→ **Requisitos**:
1: Segundo o texto-fonte sobre a peça de Suassuna, em quantos atos a peça se divide e quais são os títulos deles?
2: Dê prosseguimento ao texto-fonte sobre a peça de Suassuna, começando logo após a última frase apresentada.

→ **Texto-fonte**:
----

O cenário é o conhecido de todas as peças do autor: o sertão nordestino. Temos o poeta preguiçoso Simão e a sua mulher Nevinha. Simão é um poeta preguiçoso, o que leva Nevinha ao desespero, uma vez que o sustento da casa sempre fica por um fio. Temos também o “burguês” endinheirado Aderaldo e a sua mulher, Dona Clarabela, que é muito mais interessada nas aparências do que em qualquer outra coisa. As linhas de moralidade das personagens são bem tênues. Na linha das peças de Suassuna, temos três santos “apresentadores” da peça que além de contextualizarem cada início de ato, de vez em quando aparecem como personagens secundários e fazem comentários sobre o quarteto principal.
A peça é divida em três atos, “O Peru do Cão Coxo”, “A Cabra do Cão Caolho” e “O Rico Avarento”. Em todos os atos vamos ver o conflito ócio/trabalho, pobreza/riqueza, generosidade/avareza. Muito bom humor nos três, com tiradas muito engraçadas dos personagens (principalmente do poeta Simão).
No texto de apresentação da peça, Suassuna é bem assertivo, chegando até a comentar sobre geopolítica. Um texto politicamente muito engajado. Aqui alguns dos comentários tecidos pelo autor:
Ora, na minha arbitrária e talvez torcida opinião de brasileiro que nunca saiu de sua terra, esses Povos nórdicos são a raça com mais vocação para burro de carga que conheço. Nós, Povos castanhos do mundo, sabemos, ao contrário, que o único verdadeiro objetivo do Trabalho é a Preguiça que ele proporciona depois, e na qual podemos nos entregar à alegria do único trabalho verdadeiramente digno, o trabalho criador, livre e gratuito.

----

[Uma sequência de registros]
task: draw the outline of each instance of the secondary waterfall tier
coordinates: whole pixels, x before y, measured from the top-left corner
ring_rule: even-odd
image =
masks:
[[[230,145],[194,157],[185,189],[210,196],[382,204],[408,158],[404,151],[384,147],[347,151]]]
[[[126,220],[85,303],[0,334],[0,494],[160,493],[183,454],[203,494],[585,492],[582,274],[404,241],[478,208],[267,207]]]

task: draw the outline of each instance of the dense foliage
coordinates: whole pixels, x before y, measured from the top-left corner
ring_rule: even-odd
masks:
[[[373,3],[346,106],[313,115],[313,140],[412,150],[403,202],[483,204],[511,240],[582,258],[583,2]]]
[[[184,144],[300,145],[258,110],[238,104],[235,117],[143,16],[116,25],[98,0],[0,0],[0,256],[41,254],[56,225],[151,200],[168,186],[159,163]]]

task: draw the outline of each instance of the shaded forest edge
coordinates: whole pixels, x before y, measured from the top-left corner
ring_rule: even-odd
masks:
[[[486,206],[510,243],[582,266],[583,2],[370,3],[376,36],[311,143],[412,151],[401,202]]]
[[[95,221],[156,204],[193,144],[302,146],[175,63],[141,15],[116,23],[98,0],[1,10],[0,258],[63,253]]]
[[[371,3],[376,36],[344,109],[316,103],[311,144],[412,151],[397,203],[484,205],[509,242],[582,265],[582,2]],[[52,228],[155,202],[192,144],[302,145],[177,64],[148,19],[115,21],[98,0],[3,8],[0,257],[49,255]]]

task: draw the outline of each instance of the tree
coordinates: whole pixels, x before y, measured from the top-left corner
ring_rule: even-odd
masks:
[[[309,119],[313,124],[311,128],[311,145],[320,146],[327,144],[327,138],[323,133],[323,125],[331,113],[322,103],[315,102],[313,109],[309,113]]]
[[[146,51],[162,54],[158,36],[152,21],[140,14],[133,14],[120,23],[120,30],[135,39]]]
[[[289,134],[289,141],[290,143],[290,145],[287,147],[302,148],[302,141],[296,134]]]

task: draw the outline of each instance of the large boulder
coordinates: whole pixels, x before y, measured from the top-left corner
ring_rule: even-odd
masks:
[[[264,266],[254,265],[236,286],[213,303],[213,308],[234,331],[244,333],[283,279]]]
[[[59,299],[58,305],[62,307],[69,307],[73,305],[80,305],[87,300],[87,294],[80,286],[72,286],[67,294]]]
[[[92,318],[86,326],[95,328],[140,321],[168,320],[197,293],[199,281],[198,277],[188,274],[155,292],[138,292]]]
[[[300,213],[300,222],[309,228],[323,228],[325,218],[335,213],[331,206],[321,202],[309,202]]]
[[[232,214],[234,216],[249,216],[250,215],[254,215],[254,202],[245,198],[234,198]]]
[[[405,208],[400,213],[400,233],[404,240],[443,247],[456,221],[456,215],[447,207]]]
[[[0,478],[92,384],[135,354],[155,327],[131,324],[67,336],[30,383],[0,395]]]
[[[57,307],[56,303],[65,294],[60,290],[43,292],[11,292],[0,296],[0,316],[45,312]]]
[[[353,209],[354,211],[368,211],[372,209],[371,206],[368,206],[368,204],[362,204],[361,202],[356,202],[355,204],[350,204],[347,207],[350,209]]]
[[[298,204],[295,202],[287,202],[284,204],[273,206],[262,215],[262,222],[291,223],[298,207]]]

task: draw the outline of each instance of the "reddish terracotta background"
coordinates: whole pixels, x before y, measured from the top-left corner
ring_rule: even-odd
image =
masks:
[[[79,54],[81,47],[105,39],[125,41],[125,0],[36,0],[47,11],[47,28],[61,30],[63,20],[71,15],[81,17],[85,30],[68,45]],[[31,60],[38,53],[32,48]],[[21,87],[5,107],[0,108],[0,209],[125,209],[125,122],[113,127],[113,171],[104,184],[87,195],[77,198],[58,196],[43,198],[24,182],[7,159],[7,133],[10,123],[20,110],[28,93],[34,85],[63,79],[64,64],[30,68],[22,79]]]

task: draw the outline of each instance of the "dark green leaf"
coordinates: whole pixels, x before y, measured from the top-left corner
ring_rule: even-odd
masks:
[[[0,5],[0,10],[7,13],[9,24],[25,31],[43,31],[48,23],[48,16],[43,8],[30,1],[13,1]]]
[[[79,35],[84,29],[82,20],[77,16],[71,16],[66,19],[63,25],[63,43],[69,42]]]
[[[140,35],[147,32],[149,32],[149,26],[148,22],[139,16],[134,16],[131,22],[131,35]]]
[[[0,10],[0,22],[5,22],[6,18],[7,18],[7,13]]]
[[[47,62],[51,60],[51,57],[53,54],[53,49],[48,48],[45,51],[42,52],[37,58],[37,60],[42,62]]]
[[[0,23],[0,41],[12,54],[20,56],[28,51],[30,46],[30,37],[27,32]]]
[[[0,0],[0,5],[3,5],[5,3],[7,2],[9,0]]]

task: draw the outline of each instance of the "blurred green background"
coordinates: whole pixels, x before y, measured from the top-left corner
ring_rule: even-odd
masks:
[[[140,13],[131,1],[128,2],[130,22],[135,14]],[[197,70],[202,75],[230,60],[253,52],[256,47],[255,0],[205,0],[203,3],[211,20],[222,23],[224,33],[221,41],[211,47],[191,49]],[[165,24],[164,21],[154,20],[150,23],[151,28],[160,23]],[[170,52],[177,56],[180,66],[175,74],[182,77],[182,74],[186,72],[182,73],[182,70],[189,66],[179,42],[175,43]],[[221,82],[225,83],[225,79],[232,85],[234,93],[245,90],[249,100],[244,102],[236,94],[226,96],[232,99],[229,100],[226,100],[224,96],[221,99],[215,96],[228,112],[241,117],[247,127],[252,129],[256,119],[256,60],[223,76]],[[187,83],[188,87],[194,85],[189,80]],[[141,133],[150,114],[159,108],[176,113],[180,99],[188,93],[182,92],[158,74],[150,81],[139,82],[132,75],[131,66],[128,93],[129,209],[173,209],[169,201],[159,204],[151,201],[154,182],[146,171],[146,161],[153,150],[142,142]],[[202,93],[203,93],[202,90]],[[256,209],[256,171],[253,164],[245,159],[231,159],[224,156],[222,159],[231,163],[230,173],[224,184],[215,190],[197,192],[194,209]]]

----

→ **Respostas em ordem**:
1: A peça se divide em três atos: “O Peru do Cão Coxo”, “A Cabra do Cão Caolho” e “O Rico Avarento”.

2:
Atualmente, a nossa situação é esta: de um lado, uma minoria de privilegiados, com direito ao ócio, quase sempre mal aproveitado, danoso e danado; do outro, o Povo, colocado entre duas cruzes: a cruz do trabalho escravo, intenso e mal remunerado, e a cruz pior de todas, a do ócio forçado, a do lazer a pulso do desemprego.
Curiosamente, aparece uma reflexão que é bastante atual nos dias de hoje com a inteligência artifical em voga:
De qualquer forma, depois que escrevi a Farsa da Boa Preguiça, comecei a tomar conhecimento de artigos nos quais os sociólogos nos alertavam para os problemas que poderiam advir, para a humanidade, do ócio a ser brevemente criado pela automação.